— TASK REQUIREMENTS —
[1] According to the thread about protein skimmers, what should someone get to remove surface film?
[2] Continue the forum thread about protein skimmers on cichlid tanks from its last post.

— EXTRACTED TEXT —
-- -- --
# protein skimmer



## bishop82476 (Mar 4, 2007)

has anyone ever tried to put a protein skimmer on a cichlid tank? will it help?


----------



## crotalusfan (Jun 21, 2008)

Protein skimmers do almost nothing in freshwater tanks.


----------



## css virginia (Jan 29, 2007)

I don't believe they do much of anything also. Marine tank-yes-Freshwater...No. 8)


----------



## tropills (Mar 25, 2008)

do a google search for pond protein skimmers, they work well in Koi ponds , the main thing to have is a TON of air injected into the skimmer, freshwater has a much higher oxygen content than saltwater, that is why you can get the real tiny bubbles needed in saltwater, you just need to run a high pressure air pump and several air stones in a freshwater application to make it work. :thumb:


----------



## 748johnd (Jun 30, 2007)

If you are looking to remove surface film get a surface skimmer. They do work.
-- -- --
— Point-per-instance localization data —
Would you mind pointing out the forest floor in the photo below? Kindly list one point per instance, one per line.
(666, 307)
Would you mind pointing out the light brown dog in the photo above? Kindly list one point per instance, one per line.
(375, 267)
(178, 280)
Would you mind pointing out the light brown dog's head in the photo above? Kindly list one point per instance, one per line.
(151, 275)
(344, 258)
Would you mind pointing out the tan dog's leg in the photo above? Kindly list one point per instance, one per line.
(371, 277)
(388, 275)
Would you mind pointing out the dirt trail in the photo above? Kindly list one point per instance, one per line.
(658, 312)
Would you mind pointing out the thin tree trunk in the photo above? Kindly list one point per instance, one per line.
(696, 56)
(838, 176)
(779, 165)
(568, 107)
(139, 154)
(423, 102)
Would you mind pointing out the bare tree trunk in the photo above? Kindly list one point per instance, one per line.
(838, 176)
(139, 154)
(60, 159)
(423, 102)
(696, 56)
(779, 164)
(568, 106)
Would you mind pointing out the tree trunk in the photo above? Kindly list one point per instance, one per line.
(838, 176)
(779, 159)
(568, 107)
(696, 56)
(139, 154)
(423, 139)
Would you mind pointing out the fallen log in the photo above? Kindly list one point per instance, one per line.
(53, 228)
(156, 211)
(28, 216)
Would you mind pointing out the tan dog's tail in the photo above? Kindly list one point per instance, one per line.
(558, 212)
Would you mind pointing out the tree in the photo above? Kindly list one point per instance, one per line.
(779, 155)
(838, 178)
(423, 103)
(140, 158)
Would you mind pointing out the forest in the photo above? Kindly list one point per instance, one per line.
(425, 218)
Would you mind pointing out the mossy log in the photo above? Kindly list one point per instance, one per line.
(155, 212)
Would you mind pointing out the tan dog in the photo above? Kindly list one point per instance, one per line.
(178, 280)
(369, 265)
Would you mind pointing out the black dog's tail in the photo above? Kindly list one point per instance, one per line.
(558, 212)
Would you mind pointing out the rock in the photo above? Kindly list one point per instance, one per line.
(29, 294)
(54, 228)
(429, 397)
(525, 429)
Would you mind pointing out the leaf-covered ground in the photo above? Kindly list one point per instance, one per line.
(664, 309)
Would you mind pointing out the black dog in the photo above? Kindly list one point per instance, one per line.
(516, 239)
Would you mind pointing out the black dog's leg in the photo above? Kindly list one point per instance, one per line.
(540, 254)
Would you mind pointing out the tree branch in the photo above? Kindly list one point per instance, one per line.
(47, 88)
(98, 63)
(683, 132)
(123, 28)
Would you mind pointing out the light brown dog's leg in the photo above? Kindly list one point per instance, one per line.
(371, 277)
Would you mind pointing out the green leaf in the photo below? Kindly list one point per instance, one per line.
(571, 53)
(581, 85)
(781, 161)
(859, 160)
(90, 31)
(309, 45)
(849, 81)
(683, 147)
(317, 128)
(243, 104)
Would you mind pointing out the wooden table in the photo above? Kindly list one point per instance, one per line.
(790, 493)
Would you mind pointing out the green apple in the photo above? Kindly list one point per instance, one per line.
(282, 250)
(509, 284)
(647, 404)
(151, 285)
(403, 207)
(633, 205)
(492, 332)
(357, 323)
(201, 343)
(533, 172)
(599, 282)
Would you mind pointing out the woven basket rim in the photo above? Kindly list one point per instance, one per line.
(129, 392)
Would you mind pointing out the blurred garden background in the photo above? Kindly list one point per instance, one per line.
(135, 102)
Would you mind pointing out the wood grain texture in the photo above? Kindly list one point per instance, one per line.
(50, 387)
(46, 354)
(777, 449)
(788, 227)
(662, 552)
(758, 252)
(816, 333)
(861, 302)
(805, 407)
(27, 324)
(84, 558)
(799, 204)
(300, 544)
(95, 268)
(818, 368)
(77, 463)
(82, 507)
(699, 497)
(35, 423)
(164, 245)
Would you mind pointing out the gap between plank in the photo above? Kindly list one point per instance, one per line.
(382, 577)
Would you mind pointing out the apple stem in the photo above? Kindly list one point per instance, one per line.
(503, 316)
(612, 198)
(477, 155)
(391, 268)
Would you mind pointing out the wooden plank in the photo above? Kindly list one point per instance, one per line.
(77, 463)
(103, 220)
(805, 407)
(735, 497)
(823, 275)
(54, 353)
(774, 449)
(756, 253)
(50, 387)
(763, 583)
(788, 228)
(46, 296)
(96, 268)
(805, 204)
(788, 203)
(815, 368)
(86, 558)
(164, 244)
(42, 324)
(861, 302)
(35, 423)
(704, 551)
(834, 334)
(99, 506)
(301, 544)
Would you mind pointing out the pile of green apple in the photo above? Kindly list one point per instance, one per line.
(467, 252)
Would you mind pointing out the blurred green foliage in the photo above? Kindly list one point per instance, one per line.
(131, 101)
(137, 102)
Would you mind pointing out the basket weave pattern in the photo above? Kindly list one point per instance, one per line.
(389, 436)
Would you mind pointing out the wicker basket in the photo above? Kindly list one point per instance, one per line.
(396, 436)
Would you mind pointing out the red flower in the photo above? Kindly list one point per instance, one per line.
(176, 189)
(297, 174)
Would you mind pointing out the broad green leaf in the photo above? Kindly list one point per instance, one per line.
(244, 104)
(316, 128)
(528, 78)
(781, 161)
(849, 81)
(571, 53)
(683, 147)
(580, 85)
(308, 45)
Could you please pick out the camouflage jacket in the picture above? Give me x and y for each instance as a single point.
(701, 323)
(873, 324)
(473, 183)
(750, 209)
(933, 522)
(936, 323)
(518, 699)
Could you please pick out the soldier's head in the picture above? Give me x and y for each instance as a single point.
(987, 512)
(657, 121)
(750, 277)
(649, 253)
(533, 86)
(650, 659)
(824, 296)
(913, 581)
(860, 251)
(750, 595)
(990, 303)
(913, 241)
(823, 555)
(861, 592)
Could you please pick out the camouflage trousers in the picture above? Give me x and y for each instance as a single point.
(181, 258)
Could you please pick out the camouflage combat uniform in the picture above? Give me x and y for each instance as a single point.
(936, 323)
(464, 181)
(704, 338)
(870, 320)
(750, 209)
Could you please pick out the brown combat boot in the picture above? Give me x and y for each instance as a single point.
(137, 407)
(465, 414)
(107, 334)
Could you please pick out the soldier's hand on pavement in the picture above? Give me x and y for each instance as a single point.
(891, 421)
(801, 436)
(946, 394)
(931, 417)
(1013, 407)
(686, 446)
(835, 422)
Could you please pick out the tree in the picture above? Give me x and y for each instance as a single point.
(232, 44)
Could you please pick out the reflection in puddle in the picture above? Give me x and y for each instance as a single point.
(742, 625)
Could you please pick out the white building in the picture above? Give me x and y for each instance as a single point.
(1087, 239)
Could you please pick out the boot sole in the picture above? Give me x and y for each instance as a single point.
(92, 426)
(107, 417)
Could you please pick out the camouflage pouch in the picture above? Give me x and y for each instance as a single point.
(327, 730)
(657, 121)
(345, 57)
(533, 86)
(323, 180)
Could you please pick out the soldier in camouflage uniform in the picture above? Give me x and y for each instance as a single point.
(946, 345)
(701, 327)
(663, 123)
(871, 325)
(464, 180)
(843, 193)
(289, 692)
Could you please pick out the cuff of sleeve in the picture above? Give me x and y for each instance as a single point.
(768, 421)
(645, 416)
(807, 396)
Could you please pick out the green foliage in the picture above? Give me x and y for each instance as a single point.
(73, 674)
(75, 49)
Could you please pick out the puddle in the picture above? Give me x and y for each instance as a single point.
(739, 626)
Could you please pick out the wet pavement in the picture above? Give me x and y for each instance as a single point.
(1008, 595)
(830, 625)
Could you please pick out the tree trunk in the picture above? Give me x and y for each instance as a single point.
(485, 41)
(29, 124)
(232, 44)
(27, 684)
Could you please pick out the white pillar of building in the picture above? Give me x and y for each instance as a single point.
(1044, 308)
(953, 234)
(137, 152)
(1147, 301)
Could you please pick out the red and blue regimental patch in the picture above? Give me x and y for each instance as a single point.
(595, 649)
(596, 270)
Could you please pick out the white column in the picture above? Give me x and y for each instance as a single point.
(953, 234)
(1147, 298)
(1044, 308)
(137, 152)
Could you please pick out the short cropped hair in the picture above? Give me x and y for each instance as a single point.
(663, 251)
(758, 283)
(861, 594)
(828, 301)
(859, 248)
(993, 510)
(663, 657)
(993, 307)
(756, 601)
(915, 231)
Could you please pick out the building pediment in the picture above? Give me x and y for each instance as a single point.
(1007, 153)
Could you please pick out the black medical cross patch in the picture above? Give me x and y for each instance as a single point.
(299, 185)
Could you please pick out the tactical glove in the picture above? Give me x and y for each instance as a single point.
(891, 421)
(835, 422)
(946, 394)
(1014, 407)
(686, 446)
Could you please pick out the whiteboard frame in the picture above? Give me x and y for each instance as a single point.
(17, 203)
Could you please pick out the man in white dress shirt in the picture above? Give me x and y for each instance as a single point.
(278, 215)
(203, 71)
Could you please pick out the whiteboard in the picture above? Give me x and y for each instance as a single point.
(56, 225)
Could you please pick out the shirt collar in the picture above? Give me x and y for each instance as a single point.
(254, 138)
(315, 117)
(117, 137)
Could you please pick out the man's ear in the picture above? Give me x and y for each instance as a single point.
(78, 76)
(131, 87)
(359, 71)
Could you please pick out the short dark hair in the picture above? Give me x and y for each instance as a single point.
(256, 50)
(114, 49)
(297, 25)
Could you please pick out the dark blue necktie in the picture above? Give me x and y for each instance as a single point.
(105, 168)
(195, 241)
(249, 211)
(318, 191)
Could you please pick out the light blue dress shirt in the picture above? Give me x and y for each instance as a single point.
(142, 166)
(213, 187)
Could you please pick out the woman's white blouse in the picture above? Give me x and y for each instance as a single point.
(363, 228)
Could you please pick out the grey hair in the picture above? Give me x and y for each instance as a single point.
-- -- --
— PER-TASK ANSWERS —
[1] A surface skimmer.

[2]
----------



## justshoe (Mar 13, 2008)

Also has to do with density of the water and the airs ability to extract proteins from denser water is easier than less dense water.


----------



## duaneS (Aug 31, 2006)

I use protein skimmers on my cichlid tanks, I'll let my photos do the talking
the 2 below are when I run it wet
















the skimate/waste drains into the plastic bag.
I started wrapping the waste bag around the chamber because the waste was coating the PVC all around the opening as the bubbles popped.
The photos below are when I run it more dry
















here's a sample compared to tank water.








I did lab tests where I compared dry weight skimate to straight tank water


----------



## duaneS (Aug 31, 2006)

By the way, the baked skimate waste, was @ 7 X heavier than the solids baked out of plain tank water.
My normal water parameters are
nitrate 2-5 ppm
pH 7.50
Ammonia 0-0.02 ppm (high end is after water changes, because my make up water is treated with chloramine)
Alkalinty 50-80ppm
Beside the fractionation I use planted sumps for nitrate reduction, and filter socks for mechanical filtration, and do 20% water changes over 2-3 days depending on the lazyness factor.
I keep mostly large Central Americans an Madagascans


----------



## BenHugs (Jan 13, 2007)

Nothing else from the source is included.